■ REQUIREMENTS ■
Recast every line of the records below as a numbered list, skipping any blank lines. Omit the pictures from your answer.

[Position annotation records]
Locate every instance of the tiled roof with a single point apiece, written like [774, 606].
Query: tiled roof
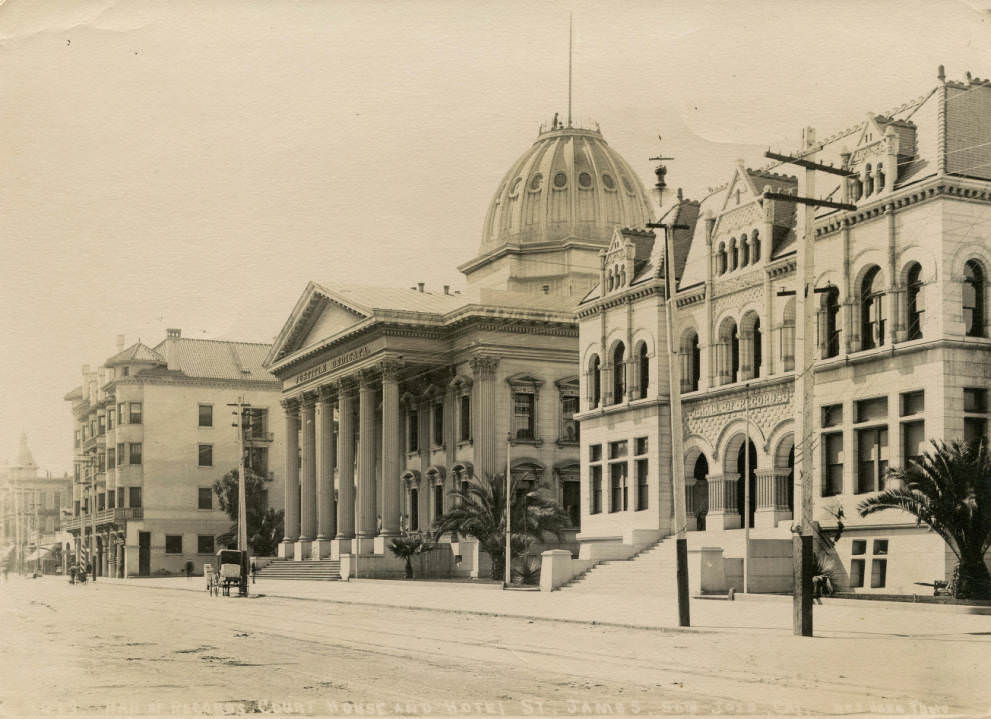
[138, 352]
[215, 359]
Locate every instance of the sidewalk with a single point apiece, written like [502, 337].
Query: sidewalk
[836, 617]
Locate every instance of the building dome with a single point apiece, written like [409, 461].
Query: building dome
[568, 185]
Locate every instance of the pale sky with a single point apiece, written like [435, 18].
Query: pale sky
[194, 164]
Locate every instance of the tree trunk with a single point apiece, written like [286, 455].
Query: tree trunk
[973, 579]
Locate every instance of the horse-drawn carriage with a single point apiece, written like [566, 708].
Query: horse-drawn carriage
[227, 573]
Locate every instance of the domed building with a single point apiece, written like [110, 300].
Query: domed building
[553, 212]
[396, 397]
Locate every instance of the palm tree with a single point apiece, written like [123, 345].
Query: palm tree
[405, 546]
[480, 512]
[949, 490]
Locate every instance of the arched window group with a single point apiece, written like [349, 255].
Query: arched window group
[739, 252]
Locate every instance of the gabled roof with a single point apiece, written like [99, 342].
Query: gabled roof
[215, 359]
[138, 352]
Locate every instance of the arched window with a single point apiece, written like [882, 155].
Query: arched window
[594, 382]
[644, 367]
[618, 373]
[973, 299]
[871, 314]
[756, 349]
[915, 301]
[691, 362]
[829, 335]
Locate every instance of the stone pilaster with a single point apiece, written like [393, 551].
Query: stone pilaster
[772, 498]
[365, 506]
[345, 469]
[391, 448]
[291, 533]
[722, 512]
[484, 400]
[326, 458]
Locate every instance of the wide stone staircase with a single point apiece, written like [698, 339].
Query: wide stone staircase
[313, 569]
[652, 571]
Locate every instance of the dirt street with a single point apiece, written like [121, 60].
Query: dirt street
[102, 650]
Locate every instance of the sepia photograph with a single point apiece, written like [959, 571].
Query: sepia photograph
[429, 358]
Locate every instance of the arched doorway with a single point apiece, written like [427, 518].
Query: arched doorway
[740, 487]
[700, 491]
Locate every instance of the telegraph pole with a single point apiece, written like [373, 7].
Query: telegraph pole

■ EXERCISE OUTPUT ■
1. Locate every instance of the tiled roof with a single point apiece, written like [774, 606].
2. Query: tiled roof
3. [138, 352]
4. [215, 359]
5. Locate every instance of the sidewalk with a single point apiece, written like [502, 337].
6. Query: sidewalk
7. [836, 617]
8. Locate every instance of the building dome with a single point apiece, written like [409, 461].
9. Query: building dome
10. [568, 185]
11. Locate every instance of the pale sky with a single point apiece, written like [435, 18].
12. Query: pale sky
13. [194, 164]
14. Locate every instance of the tree trunk with a single point apiece, written like [286, 455].
15. Query: tree trunk
16. [973, 579]
17. Locate every instance of the horse-drawn carriage with a single point apiece, written like [566, 708].
18. Query: horse-drawn carriage
19. [227, 573]
20. Locate every instance of the domed building with a single point apiece, written like [110, 300].
21. Query: domed building
22. [553, 212]
23. [396, 397]
24. Locate every instance of the palm tree with a single point apiece, written like [123, 345].
25. Query: palm tree
26. [405, 546]
27. [480, 512]
28. [949, 490]
29. Locate every instance of the arched window group with a single point apiece, written like [349, 255].
30. Query: arched window group
31. [739, 252]
32. Locate every instance of the gabled roof with a single point apiece, written like [99, 342].
33. Query: gabled roof
34. [215, 359]
35. [138, 352]
36. Locate every instance of the arched window with a single point apiece, written like [882, 155].
37. Query: arched window
38. [594, 382]
39. [644, 367]
40. [618, 373]
41. [973, 299]
42. [871, 314]
43. [756, 349]
44. [915, 301]
45. [691, 362]
46. [829, 335]
47. Locate every instance of the stone pilaster with a single point apiece, written like [393, 551].
48. Query: stone pilaster
49. [772, 498]
50. [365, 506]
51. [345, 469]
52. [391, 448]
53. [291, 533]
54. [722, 512]
55. [484, 400]
56. [326, 458]
57. Locate every instance of the wide stone staircase with a single point apiece, written like [698, 339].
58. Query: wide stone staircase
59. [313, 569]
60. [652, 571]
61. Locate every instance of the dirt street with a single point apiece, written like [121, 60].
62. Query: dirt street
63. [102, 650]
64. Locate every instance of the sepia photograph with a single point apiece, written like [959, 571].
65. Query: sepia photograph
66. [429, 358]
67. Locate every instance of the arched doorway with a single point apiece, written like [427, 518].
68. Query: arched doorway
69. [740, 487]
70. [700, 491]
71. Locate every instance of the telegraph pole with a single point apiece, written like [373, 7].
72. Query: telegraph pole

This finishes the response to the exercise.